▶ _Aim_: Write out each of the records below line for line, without changing a single character.

▶ _Items_:
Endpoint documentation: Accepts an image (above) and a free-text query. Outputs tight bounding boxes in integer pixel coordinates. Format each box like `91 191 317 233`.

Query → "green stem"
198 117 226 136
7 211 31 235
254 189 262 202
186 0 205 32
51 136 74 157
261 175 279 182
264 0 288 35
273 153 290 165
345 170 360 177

▶ _Output_:
Endpoint documentation: Accepts an image (above) and a free-text query. Outputs tight bounding boxes in integer pixel coordinates. Format each box like `91 191 317 233`.

Query → "green stem"
198 117 226 136
7 211 31 235
254 189 262 202
186 0 205 32
51 136 74 157
261 175 279 182
264 0 288 35
273 153 290 165
345 170 360 177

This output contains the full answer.